**Trecho apresentado:**
______

No setor de saúde, o Brasil exportou para os Estados Unidos em 2024 cerca de US$ 1,2 bilhão, contemplando produtos médico/hospitalares, odontológicos, de laboratório etc., um volume bem menor que o exportado por outros setores da economia, mas relevante para a consolidação das empresas nacionais. A importação, porém, chegou perto dos US$ 10 bilhões no ano passado, 60% dos quais em produtos destinados ao mercado público, representado pelas instituições filantrópicas e, principalmente, pelo Sistema Único de Saúde (SUS).

Notamos com essas cifras que a nossa dependência, no setor da saúde, para os EUA é bem maior que a dependência dos Estados Unidos por nossos produtos. Uma desproporção enorme, daí a necessidade de todo o cuidado, técnica e diplomacia nas negociações.

______

Dados de localização de pontos em imagens:
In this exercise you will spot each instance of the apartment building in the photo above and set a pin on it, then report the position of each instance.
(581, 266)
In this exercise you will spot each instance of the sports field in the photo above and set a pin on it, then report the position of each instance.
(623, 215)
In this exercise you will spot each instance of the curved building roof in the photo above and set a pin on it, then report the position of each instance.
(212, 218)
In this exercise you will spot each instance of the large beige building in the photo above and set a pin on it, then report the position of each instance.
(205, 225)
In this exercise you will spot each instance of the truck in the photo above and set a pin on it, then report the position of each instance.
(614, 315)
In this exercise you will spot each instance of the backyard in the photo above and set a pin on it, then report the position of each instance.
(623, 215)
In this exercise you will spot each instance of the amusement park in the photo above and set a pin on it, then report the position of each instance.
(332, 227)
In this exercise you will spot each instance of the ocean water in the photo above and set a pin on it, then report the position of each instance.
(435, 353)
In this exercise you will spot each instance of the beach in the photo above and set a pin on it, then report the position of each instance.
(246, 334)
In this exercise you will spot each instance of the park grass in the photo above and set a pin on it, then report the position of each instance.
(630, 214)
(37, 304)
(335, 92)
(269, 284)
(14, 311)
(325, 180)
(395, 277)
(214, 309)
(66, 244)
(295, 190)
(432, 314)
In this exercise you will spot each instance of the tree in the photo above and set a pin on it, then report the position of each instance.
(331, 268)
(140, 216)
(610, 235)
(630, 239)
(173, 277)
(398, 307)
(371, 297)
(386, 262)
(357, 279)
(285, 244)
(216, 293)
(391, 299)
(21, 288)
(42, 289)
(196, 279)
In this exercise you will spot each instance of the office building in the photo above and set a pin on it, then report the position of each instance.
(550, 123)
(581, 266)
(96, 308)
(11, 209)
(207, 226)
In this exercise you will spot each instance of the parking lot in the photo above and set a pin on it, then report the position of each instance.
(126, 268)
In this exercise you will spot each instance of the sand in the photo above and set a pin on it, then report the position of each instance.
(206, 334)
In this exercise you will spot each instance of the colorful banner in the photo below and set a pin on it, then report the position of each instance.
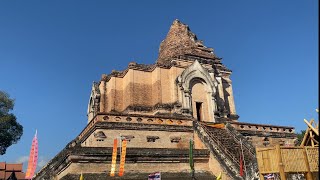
(191, 155)
(123, 157)
(33, 158)
(114, 157)
(154, 176)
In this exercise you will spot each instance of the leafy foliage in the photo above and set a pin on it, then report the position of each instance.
(10, 130)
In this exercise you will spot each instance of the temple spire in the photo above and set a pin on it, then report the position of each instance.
(181, 41)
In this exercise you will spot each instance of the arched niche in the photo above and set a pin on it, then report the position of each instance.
(196, 92)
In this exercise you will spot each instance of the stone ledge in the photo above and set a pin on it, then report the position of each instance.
(203, 175)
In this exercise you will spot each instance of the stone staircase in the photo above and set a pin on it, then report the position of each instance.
(224, 144)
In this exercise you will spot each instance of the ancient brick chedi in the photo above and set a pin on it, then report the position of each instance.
(187, 94)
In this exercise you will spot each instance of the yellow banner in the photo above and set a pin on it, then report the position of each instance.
(114, 157)
(123, 157)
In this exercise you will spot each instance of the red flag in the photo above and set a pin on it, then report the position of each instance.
(241, 166)
(33, 158)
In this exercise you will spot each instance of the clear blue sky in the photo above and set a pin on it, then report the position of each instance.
(52, 51)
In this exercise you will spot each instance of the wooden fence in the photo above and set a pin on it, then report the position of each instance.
(283, 160)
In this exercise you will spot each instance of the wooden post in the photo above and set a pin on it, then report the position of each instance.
(309, 175)
(281, 165)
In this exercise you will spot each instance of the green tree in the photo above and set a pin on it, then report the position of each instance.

______

**Lista de tarefas:**
1. Transcreva, do trecho sobre o comércio de produtos de saúde entre Brasil e EUA, tudo o que vai de "Notamos com essas" até "diplomacia nas negociações.".
2. Responda com base no trecho sobre o comércio de produtos de saúde entre Brasil e EUA:
(a) Quanto o Brasil exportou para os Estados Unidos no setor de saúde em 2024?
(b) Que percentual das importações se destinou a produtos para o mercado público?
(c) O que o trecho aponta como necessário nas negociações?
3. Prossiga com o trecho sobre o comércio de produtos de saúde entre Brasil e EUA a partir do ponto em que ele termina.

**Respostas esperadas:**
1.
Notamos com essas cifras que a nossa dependência, no setor da saúde, para os EUA é bem maior que a dependência dos Estados Unidos por nossos produtos. Uma desproporção enorme, daí a necessidade de todo o cuidado, técnica e diplomacia nas negociações.

2.
(a) Cerca de US$ 1,2 bilhão.
(b) 60%.
(c) Todo o cuidado, técnica e diplomacia.

3.
Uma possível política de reciprocidade do Brasil em resposta às tarifas americanas pode aumentar os custos dos produtos de saúde em 25% a 30%, pressionando ainda mais os orçamentos públicos já apertados, num sistema que enfrenta constantes limitações orçamentárias, infraestrutura precária e a necessidade de novos investimentos para atualização tecnológica e capacitação profissional.

Para os gestores do SUS, essa elevação dos custos significa um maior desafio para equilibrar as contas e manter a qualidade do atendimento. Muitas vezes, a resposta imediata a um aumento inesperado de despesas é a contenção de gastos em manutenção, modernização e ampliação dos serviços, áreas fundamentais para o bom funcionamento do sistema.

Além disso, em razão da sua dependência de cadeias produtivas globais, o Brasil sente os efeitos da instabilidade provocada pela guerra comercial no planejamento estratégico da saúde pública. A imprevisibilidade no fornecimento e nos preços dos insumos pode gerar desabastecimento e atrasos na oferta de tratamentos, afetando diretamente a população que precisa do sistema público.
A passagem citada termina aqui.